Directive:
Please write out exactly the lines that begin at the line containing "294, row 301." and run to the end of the records.

Entries from a point annotation set:
------------------------------------
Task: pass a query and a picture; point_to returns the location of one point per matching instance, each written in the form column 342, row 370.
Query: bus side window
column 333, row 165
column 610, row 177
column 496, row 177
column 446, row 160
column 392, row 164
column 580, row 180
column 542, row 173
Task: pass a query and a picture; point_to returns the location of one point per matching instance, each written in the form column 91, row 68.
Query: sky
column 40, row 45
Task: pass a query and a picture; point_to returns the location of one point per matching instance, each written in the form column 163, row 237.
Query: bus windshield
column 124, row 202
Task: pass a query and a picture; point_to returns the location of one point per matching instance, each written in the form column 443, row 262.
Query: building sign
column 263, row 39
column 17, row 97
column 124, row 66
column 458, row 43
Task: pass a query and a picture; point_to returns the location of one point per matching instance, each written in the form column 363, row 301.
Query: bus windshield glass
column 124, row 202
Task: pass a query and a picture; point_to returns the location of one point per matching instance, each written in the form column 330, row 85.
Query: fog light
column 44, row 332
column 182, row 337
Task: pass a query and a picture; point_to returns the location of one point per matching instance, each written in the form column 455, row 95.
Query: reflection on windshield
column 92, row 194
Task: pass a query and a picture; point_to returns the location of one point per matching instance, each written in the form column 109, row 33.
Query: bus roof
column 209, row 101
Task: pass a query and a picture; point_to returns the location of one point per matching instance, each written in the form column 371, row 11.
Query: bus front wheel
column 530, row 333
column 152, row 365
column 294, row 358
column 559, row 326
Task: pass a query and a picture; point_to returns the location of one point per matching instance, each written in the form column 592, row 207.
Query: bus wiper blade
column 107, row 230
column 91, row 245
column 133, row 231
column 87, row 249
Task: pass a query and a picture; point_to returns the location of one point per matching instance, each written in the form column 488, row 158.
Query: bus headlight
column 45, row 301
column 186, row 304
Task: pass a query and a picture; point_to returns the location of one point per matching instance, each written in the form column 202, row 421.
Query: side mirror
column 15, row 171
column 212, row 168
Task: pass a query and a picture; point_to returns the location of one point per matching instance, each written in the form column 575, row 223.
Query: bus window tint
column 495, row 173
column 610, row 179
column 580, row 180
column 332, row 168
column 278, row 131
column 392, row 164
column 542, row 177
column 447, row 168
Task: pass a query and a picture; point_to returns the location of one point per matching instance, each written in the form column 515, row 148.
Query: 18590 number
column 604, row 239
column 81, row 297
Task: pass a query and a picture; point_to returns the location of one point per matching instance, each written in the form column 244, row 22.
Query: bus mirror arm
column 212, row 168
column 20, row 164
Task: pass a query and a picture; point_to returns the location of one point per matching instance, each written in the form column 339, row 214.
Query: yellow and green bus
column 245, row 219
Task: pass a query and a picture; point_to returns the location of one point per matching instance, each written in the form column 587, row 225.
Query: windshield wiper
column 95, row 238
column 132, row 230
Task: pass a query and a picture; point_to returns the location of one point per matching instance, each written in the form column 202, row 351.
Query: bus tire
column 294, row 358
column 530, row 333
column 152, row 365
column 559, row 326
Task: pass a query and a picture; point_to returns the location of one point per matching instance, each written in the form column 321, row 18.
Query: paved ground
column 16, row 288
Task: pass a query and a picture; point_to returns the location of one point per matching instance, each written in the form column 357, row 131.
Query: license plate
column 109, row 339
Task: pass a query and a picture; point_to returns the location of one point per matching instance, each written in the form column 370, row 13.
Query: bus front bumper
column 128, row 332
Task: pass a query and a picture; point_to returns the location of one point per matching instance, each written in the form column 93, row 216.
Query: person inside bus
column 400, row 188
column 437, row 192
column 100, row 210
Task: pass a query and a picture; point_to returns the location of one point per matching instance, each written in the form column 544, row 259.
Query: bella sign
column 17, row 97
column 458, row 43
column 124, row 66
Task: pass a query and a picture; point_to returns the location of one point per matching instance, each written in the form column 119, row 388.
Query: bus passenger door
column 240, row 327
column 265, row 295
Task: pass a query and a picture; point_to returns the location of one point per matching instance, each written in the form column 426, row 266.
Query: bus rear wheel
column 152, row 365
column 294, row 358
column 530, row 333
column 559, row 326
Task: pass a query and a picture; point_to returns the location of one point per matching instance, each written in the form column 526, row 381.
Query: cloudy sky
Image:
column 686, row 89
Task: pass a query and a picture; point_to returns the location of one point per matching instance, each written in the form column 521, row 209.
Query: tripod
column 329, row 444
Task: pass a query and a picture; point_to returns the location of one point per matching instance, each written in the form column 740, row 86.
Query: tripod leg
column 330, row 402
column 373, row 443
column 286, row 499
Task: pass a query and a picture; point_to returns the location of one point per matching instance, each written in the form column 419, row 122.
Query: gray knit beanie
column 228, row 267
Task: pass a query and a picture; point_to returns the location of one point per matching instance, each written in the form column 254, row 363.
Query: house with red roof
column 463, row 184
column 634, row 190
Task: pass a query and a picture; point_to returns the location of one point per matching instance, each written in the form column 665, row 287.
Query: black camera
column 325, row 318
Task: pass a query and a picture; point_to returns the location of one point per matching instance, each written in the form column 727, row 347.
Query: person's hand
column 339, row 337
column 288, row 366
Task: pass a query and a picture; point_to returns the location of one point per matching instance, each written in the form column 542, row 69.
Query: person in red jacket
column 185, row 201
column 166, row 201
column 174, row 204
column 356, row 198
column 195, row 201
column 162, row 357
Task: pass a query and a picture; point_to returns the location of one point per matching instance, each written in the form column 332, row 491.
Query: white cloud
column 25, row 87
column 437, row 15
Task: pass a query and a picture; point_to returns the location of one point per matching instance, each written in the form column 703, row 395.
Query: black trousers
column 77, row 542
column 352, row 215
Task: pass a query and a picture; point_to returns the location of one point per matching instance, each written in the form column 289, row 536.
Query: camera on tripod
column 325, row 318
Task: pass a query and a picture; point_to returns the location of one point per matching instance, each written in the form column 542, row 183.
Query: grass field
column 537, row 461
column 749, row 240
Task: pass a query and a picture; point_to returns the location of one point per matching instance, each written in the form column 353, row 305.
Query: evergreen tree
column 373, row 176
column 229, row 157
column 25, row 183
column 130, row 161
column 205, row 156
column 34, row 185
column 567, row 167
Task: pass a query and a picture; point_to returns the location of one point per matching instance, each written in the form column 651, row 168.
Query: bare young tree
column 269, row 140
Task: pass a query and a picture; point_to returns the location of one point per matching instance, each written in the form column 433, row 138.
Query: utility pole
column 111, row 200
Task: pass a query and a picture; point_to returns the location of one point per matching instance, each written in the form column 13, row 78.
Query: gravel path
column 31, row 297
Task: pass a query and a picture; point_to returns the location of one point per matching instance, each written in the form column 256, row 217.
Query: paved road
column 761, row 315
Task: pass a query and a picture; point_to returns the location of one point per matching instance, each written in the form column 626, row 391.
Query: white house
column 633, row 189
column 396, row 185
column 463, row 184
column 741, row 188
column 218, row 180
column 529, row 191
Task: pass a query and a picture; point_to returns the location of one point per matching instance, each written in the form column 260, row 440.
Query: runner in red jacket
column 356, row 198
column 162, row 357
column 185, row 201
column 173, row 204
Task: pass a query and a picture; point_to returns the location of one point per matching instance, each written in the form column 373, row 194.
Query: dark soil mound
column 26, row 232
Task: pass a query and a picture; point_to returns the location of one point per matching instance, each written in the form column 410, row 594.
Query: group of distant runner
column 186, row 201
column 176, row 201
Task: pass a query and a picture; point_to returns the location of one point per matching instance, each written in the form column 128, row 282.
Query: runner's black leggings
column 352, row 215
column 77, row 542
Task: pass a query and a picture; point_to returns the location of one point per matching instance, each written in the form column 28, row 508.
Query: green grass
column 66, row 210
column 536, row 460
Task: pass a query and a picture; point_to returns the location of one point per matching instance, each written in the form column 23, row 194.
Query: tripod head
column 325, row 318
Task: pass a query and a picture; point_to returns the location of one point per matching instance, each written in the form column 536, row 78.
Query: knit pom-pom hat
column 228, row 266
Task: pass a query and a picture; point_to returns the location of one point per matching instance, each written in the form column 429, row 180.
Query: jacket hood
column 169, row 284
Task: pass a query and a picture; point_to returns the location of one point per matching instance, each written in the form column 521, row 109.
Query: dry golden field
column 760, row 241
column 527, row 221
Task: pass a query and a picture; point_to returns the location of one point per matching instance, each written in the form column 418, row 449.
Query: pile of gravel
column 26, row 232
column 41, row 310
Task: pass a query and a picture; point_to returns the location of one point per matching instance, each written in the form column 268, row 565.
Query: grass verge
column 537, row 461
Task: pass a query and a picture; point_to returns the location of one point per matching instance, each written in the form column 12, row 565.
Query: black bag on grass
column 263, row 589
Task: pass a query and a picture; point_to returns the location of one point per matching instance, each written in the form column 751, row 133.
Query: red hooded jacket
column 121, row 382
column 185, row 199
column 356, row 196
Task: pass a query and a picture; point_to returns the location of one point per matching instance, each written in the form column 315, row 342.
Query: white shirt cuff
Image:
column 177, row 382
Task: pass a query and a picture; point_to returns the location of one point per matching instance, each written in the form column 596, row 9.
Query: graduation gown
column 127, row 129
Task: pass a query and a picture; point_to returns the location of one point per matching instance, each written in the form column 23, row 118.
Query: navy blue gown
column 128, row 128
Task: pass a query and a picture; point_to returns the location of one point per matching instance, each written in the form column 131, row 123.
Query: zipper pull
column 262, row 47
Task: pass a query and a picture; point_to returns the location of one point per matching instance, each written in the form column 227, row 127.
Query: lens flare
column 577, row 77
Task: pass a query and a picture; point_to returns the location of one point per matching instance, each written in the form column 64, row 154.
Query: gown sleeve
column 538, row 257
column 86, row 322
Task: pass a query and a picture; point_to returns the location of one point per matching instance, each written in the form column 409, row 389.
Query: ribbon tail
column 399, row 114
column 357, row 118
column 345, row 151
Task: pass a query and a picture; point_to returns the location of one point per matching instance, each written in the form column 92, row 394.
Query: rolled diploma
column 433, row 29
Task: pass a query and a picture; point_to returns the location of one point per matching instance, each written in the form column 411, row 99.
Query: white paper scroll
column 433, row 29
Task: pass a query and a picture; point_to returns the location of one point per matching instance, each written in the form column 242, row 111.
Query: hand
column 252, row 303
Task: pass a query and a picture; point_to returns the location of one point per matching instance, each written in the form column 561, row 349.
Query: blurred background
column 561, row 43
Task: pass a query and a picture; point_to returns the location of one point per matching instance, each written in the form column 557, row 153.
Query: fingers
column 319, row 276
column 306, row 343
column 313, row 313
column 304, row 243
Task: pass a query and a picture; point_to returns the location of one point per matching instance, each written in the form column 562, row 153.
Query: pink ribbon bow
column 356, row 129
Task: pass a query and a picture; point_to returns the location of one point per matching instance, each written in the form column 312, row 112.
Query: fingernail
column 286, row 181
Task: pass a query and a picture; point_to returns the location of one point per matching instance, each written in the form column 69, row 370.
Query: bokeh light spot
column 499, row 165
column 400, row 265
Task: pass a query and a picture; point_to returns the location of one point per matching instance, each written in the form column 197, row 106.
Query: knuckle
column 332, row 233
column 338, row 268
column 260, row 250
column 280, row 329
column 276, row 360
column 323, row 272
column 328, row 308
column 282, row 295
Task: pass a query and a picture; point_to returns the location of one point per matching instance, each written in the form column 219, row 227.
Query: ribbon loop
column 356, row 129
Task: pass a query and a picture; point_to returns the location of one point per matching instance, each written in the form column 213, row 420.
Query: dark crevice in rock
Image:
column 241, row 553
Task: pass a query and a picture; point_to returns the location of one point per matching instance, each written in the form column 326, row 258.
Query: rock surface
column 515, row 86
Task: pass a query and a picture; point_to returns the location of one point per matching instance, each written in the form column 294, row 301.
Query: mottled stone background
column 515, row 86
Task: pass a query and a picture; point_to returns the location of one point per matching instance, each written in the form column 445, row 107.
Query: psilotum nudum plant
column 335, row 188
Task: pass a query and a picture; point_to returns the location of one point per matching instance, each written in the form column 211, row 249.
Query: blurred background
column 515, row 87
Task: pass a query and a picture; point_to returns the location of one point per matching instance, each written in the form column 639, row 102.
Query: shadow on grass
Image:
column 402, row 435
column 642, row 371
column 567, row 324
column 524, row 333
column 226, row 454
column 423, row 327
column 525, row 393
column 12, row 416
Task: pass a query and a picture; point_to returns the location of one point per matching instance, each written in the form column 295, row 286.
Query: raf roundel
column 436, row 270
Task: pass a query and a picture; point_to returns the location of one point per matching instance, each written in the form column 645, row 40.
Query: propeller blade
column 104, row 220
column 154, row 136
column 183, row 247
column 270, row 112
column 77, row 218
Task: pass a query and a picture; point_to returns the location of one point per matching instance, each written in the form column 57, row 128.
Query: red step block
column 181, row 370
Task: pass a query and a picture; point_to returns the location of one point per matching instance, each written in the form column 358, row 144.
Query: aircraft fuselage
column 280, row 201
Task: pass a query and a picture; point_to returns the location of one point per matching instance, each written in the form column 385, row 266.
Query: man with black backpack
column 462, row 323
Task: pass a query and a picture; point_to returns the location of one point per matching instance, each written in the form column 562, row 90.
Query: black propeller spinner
------------------------------------
The response:
Task: pass a query and a picture; point_to returns the location of one point per matching instance, each written in the form column 294, row 301.
Query: mottled stone background
column 515, row 86
Task: pass a query and a picture; point_to returns the location of one point per matching instance, each written in the form column 445, row 107.
Query: psilotum nudum plant
column 335, row 188
Task: pass a query and a picture; point_to returns the location of one point per matching instance, each written in the form column 211, row 249.
Query: blurred background
column 515, row 87
Task: pass a query and a picture; point_to returns the location of one point per matching instance, each written in the form column 639, row 102.
Query: shadow on grass
Image:
column 402, row 435
column 642, row 371
column 567, row 324
column 524, row 333
column 226, row 454
column 423, row 327
column 525, row 393
column 12, row 416
Task: pass a query and a picture; point_to returns the location of one point per matching instance, each written in the form column 295, row 286.
Query: raf roundel
column 436, row 270
Task: pass a query and a picture; point_to returns the location of one point per matching instance, each written in the form column 645, row 40.
Query: propeller blade
column 104, row 220
column 154, row 136
column 183, row 247
column 270, row 112
column 77, row 218
Task: pass a query and a picture; point_to returns the location of one point per matching instance, each written in the form column 57, row 128.
Query: red step block
column 181, row 370
Task: pass a query and a picture; point_to returns the location of one point per matching instance, each written in the form column 358, row 144.
Query: aircraft fuselage
column 280, row 201
Task: pass a query and a picture; point_to returns the location of one point per matching instance, each written in the form column 385, row 266.
Query: man with black backpack
column 462, row 323
Task: pass a query and a picture; point_to returns the location of one point per matching instance, each written in the form column 562, row 90.
Query: black propeller spinner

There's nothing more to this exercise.